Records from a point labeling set
[start]

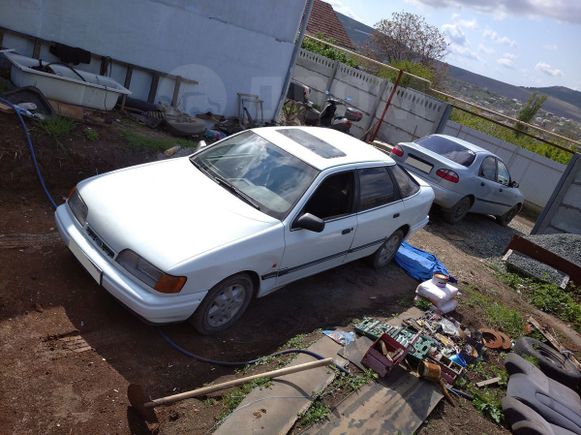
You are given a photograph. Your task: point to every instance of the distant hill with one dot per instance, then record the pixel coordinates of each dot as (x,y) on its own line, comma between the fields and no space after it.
(562,93)
(562,101)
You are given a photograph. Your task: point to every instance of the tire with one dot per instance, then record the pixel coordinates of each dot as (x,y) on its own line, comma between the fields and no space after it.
(505,219)
(551,362)
(458,212)
(224,305)
(385,253)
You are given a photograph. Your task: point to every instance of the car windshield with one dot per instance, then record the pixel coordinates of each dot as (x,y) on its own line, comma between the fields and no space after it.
(260,173)
(449,149)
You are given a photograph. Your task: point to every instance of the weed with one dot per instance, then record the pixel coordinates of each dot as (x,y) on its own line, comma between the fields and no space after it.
(497,315)
(489,404)
(141,142)
(231,401)
(547,297)
(91,134)
(534,361)
(57,126)
(423,304)
(296,342)
(316,412)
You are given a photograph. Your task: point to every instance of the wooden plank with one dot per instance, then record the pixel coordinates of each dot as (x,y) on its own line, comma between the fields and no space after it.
(398,405)
(153,88)
(520,244)
(274,410)
(36,48)
(176,91)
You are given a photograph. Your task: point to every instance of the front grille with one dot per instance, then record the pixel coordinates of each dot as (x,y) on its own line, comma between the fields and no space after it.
(106,249)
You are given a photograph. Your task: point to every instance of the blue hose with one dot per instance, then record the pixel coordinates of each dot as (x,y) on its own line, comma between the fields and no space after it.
(241,363)
(18,111)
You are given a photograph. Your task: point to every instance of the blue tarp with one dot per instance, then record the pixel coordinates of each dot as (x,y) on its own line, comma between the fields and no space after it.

[end]

* Your task
Turn every line of the data above into a numbered list, skipping blank lines and leaving out the pictures.

* Reply to the task
1. You are given a photograph. Your task: point to every instance of the distant hill with one dot per instance, then record the pixel coordinates of each dot as (x,y) on its own line, comma between the fields and no space after it.
2. (562,93)
3. (562,101)
4. You are given a photograph. Your task: point to every instance of the tire with one dot per instance, then record the pixel coordinates of each dot as (x,y) on its own line, comma between the fields and no space after it.
5. (505,219)
6. (551,362)
7. (458,212)
8. (224,305)
9. (385,253)
10. You are given a photograph. Your task: point to every instance of the car windshield with one dot per instance, then record the pixel coordinates of each dot as (x,y) on its own line, comma between the fields and no space after it.
11. (260,173)
12. (449,149)
13. You are given a photograph. Your task: point to every instance of the weed with one dot per instance, then record the pixel coordinates of each dot as (x,y) on its own line, comma between the fields and no space after it.
14. (497,315)
15. (489,404)
16. (141,142)
17. (231,401)
18. (547,297)
19. (91,134)
20. (534,361)
21. (57,126)
22. (423,304)
23. (296,342)
24. (316,412)
25. You are given a photograph. Your task: point to every instance of the wooden plank with one dot per instance, then record the pixel coordinates of each dot as (x,y) on its own line, comma between the fields and no space after it.
26. (398,405)
27. (153,88)
28. (520,244)
29. (274,410)
30. (36,48)
31. (176,91)
32. You are given a photograph. Your task: point to every instance of the front grille with one dot per instance, then record the pixel coordinates of each dot as (x,y) on its own line, comma between the fields and no space after it.
33. (106,249)
34. You are given a photograph. Your task: point to every instance of the blue hose with one dot per instance, then record the pixel coordinates of each dot as (x,y) on its own line, comma between the fields and no space after it.
35. (241,363)
36. (18,111)
37. You are given a photograph. Your task: point to every instance of the blue tarp with one dot per instance, then record the pixel coordinates of each dot as (x,y) on its own line, comma between the fields and no space after it.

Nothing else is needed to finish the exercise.